-- BEGIN Material supplied --

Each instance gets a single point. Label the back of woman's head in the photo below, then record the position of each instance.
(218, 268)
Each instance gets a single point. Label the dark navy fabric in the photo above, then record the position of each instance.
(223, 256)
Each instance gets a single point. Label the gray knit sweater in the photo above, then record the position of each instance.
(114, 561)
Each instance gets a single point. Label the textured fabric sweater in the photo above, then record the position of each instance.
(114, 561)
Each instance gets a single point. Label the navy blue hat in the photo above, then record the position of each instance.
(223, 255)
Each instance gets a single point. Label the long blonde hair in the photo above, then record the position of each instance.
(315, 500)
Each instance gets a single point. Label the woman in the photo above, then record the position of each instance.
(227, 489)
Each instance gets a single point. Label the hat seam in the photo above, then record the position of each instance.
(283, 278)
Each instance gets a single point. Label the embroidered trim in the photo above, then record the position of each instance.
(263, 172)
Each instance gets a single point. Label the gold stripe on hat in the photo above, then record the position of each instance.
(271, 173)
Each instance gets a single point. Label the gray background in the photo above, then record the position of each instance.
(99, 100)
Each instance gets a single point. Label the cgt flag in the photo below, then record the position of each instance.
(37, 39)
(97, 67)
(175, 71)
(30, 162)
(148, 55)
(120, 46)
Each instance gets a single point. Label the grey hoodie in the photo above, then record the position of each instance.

-- END Material supplied --

- _Written instruction_: Can you rescale every record above by reproducing all its lines, requests included, with each point coordinate in the answers multiplied by 2 and rounded to a whole number, halves rounded up?

- _Written reply_:
Each instance gets a single point. Label the back of woman's head in the photo below, then record the position of each instance.
(436, 536)
Each instance gets a single point. Label the dark navy fabric in the photo above, then record the position of each instance.
(446, 512)
Each instance gets a single point. Label the gray knit sweater in the photo above, then record the position of each instance.
(228, 1122)
Each instance gets a single point. Label the textured fabric sweater in the photo above, then record the position of each instance.
(228, 1122)
Each instance gets a single point. Label the navy blue hat in the photo above, then record the position of each instance.
(446, 510)
Each instance gets a single point. Label the long blonde hair in the photo above, then record the position of each instance.
(630, 1000)
Each instance gets a single point. Label the woman in the photo above, then record the position of each instance.
(454, 978)
Each instance gets a single point. Label the hat seam in the photo above, then record the position of each instance.
(566, 556)
Each instance gets a single point. Label the embroidered trim in the photo above, then record the position of each instance.
(526, 344)
Each instance gets a single point. Label the gold stripe on hat in the photo above, then record the position of each instance.
(542, 346)
Each instance gets a single point. Label the gray background in the photo above, then record the position of each instance.
(198, 200)
Each instance gets a single point. Label the cgt flag in the photo below, then record the position of each instance.
(74, 78)
(194, 134)
(350, 142)
(60, 324)
(296, 110)
(240, 92)
Each instance gets a single point. Label the grey hoodie in the photo above, then record the position of each instance.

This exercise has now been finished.